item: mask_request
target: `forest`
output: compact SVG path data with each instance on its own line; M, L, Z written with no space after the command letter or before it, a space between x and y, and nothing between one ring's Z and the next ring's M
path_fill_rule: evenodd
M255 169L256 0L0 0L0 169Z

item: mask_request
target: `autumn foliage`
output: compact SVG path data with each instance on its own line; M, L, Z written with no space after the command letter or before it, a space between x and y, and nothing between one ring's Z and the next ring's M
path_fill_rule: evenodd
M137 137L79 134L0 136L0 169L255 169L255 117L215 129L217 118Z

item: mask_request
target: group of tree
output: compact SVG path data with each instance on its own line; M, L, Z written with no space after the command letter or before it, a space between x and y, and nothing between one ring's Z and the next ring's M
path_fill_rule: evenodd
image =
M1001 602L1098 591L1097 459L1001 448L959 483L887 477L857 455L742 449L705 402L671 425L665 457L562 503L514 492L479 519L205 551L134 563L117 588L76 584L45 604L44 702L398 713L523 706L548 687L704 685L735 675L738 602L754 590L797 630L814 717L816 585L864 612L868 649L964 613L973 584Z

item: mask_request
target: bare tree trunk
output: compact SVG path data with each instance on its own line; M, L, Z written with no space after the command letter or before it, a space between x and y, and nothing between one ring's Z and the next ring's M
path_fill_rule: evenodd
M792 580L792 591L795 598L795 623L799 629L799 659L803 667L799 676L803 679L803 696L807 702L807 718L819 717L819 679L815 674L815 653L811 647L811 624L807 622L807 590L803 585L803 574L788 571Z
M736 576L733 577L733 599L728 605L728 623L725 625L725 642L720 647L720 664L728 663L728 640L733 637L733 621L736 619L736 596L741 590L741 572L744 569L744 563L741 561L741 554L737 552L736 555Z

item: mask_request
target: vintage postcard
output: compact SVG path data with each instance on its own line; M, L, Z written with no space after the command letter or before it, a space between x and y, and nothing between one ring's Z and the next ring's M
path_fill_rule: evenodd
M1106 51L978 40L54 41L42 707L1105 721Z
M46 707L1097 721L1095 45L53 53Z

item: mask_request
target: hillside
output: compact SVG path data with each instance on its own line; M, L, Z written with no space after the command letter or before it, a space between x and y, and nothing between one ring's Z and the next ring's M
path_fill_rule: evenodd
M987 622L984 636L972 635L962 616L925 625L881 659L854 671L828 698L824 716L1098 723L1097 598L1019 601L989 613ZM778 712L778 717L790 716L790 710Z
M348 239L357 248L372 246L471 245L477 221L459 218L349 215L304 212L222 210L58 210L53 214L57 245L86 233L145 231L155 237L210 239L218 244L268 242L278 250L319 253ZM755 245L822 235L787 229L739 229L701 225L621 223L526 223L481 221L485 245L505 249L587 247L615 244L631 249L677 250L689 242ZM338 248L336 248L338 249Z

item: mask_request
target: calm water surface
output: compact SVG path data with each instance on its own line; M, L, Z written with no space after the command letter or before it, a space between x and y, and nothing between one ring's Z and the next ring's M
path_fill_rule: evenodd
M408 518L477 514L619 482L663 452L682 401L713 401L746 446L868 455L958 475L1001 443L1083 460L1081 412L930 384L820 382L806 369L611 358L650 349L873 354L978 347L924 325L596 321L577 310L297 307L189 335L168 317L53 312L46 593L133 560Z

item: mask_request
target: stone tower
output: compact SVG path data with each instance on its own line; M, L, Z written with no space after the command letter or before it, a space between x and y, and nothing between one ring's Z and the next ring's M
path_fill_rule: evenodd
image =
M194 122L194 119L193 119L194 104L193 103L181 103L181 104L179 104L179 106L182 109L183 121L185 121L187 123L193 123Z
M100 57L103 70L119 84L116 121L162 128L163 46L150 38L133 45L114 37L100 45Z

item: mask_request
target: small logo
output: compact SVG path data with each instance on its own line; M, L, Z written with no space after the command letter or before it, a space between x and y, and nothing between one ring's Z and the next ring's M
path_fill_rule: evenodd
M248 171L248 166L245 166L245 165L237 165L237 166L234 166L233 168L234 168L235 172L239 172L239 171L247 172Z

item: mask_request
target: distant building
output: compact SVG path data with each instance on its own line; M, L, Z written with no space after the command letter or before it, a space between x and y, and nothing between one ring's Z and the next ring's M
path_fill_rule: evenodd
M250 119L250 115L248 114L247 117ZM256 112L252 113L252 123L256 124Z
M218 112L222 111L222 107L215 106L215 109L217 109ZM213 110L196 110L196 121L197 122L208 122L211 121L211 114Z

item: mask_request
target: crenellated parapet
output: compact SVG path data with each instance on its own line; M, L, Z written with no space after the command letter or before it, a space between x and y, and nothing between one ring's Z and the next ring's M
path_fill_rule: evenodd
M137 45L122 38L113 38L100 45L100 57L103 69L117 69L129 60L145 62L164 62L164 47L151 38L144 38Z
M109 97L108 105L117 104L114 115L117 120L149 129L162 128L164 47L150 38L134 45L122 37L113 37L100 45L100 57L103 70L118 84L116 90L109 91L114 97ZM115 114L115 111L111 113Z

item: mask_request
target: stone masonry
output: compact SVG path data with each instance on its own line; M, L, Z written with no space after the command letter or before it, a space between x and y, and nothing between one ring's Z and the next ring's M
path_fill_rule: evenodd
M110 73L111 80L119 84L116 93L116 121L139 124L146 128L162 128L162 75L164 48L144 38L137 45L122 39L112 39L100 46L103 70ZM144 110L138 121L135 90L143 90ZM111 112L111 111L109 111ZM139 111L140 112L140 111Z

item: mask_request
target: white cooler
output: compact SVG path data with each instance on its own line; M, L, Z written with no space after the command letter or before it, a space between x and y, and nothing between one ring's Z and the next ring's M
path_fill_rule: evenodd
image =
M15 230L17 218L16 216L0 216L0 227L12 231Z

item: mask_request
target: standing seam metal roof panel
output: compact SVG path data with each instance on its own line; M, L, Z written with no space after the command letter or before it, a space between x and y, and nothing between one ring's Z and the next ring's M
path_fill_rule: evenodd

● **Written problem**
Render each line of the records above as a JSON array of strings, one string per line, leaving out any blank lines.

● **Answer for the task**
[
  "item: mask_request",
  "target: `forest`",
  "output: compact SVG path data with each instance on its own line; M, L, Z written with no space after the command letter or before it, a space between x and y, and nothing between one ring's Z and the next ring's M",
  "path_fill_rule: evenodd",
  "M255 169L256 0L0 0L0 169Z",
  "item: mask_request",
  "target: `autumn foliage`",
  "output: compact SVG path data with each instance on its own line; M, L, Z written with no space after the command letter or before it, a space between x and y, and nothing between one ring's Z and the next ring's M",
  "path_fill_rule: evenodd",
  "M137 137L79 134L0 136L0 169L255 169L255 117L215 129L217 118Z",
  "item: mask_request",
  "target: group of tree",
  "output: compact SVG path data with each instance on its own line; M, L, Z written with no space after the command letter or before it, a space between x and y, and nothing between one ring's Z and the next ring's M",
  "path_fill_rule: evenodd",
  "image =",
  "M1001 602L1098 591L1097 459L1001 448L959 483L887 477L857 455L742 449L705 402L671 425L665 457L562 503L514 492L479 519L205 551L134 563L117 588L76 584L45 604L44 702L398 713L523 706L548 687L704 685L735 675L738 602L754 590L797 630L814 717L816 585L864 612L868 649L964 613L973 584Z",
  "item: mask_request",
  "target: bare tree trunk",
  "output: compact SVG path data with each instance on its own line; M, L, Z written with no space after the command letter or before it, a space between x and y, and nothing between one ring's Z and the next ring's M",
  "path_fill_rule: evenodd",
  "M792 580L792 591L795 598L795 623L799 629L799 659L803 667L799 676L803 679L803 696L807 702L807 718L819 717L819 679L815 674L815 653L811 647L811 624L807 622L807 590L803 585L803 574L788 571Z",
  "M736 576L733 577L733 599L728 605L728 623L725 625L725 642L720 647L720 664L728 663L728 640L733 637L733 621L736 619L736 596L741 590L741 572L744 569L744 563L741 561L741 554L737 552L736 555Z",
  "item: mask_request",
  "target: vintage postcard",
  "output: compact SVG path data with each instance on its own line; M, L, Z written with no space after the command letter or before it, a space between x and y, and nothing between one ring's Z and the next ring's M",
  "path_fill_rule: evenodd",
  "M1106 51L978 40L54 41L42 707L1105 721Z",
  "M46 707L1097 721L1095 45L53 53Z",
  "item: mask_request",
  "target: hillside",
  "output: compact SVG path data with each instance on its own line; M, L, Z written with no space after the command letter or before it, a space between x and y, and nothing between one ring's Z and the next ring's M",
  "path_fill_rule: evenodd",
  "M987 622L984 636L972 635L962 616L925 625L881 659L854 671L828 698L824 716L1098 723L1097 598L1019 601L989 613ZM778 712L778 717L790 716L790 710Z",
  "M348 239L357 248L372 246L471 245L477 221L459 218L349 215L304 212L222 210L58 210L53 214L57 245L86 233L145 231L155 237L210 239L218 244L268 242L278 250L319 253ZM755 245L822 235L787 229L739 229L701 225L621 223L526 223L481 221L485 245L505 249L587 247L615 244L631 249L677 250L689 242ZM338 248L336 248L338 249Z",
  "item: mask_request",
  "target: calm water surface",
  "output: compact SVG path data with each instance on its own line; M, L, Z written with no space after the command letter or before it, a space between x and y, and nothing between one ring's Z and the next ring's M",
  "path_fill_rule: evenodd",
  "M408 518L477 514L619 482L663 452L682 401L713 401L746 446L868 455L958 475L1001 443L1083 460L1081 412L930 384L820 382L806 369L611 358L650 349L873 354L978 347L924 325L596 321L577 310L297 307L189 335L168 317L53 312L46 593L133 560Z",
  "item: mask_request",
  "target: stone tower",
  "output: compact SVG path data with each instance on its own line; M, L, Z written with no space after the command letter or before it, a space between x and y, and nothing between one ring's Z and the next ring's M",
  "path_fill_rule: evenodd",
  "image =",
  "M194 122L194 119L193 119L194 104L193 103L181 103L181 104L179 104L179 106L182 109L183 121L185 121L187 123L193 123Z",
  "M100 57L103 70L119 84L116 121L162 128L163 46L150 38L133 45L114 37L100 45Z",
  "item: mask_request",
  "target: small logo",
  "output: compact SVG path data with each instance on its own line; M, L, Z written with no space after the command letter or before it, a space between x and y, and nothing between one ring's Z and the next ring's M",
  "path_fill_rule: evenodd",
  "M248 171L248 166L245 166L245 165L237 165L237 166L234 166L233 168L234 168L235 172L239 172L239 171L247 172Z",
  "item: mask_request",
  "target: distant building",
  "output: compact SVG path data with each instance on its own line; M, L, Z written with no space after the command letter or before it, a space between x and y, and nothing between one ring's Z and the next ring's M",
  "path_fill_rule: evenodd",
  "M250 119L250 115L248 114L247 117ZM256 112L252 113L252 123L256 124Z",
  "M218 112L222 111L222 107L215 106L215 109L217 109ZM213 110L196 110L196 121L197 122L208 122L211 121L211 114Z",
  "item: mask_request",
  "target: crenellated parapet",
  "output: compact SVG path data with each instance on its own line; M, L, Z written with no space after the command letter or before it, a space between x and y, and nothing between one ring's Z and the next ring's M",
  "path_fill_rule: evenodd",
  "M137 45L122 38L113 38L100 45L100 57L103 69L117 69L129 60L145 62L164 62L164 47L151 38L144 38Z",
  "M109 97L108 105L117 104L114 115L117 120L149 129L162 128L164 47L150 38L134 45L122 37L113 37L100 45L100 57L103 70L118 84L116 90L109 91L114 97ZM115 114L115 111L111 113Z",
  "item: mask_request",
  "target: stone masonry",
  "output: compact SVG path data with each instance on its own line; M, L, Z written with no space after the command letter or before it, a space between x and y, and nothing between one ring's Z and the next ring's M",
  "path_fill_rule: evenodd",
  "M110 73L111 80L119 84L116 93L116 121L139 124L146 128L162 128L162 75L164 48L144 38L137 45L122 39L112 39L100 46L103 70ZM144 110L138 121L135 90L143 90ZM111 112L111 111L109 111ZM139 111L140 112L140 111Z",
  "item: mask_request",
  "target: white cooler",
  "output: compact SVG path data with each instance on its own line; M, L, Z written with no space after the command letter or before it, a space between x and y, and nothing between one ring's Z and the next ring's M",
  "path_fill_rule: evenodd",
  "image =",
  "M15 230L17 218L16 216L0 216L0 227L12 231Z",
  "item: mask_request",
  "target: standing seam metal roof panel",
  "output: compact SVG path data with each instance on its own line; M, L, Z written with no space after the command letter or before it, a space between x and y, and nothing between one ring's Z and the next ring's M",
  "path_fill_rule: evenodd"
]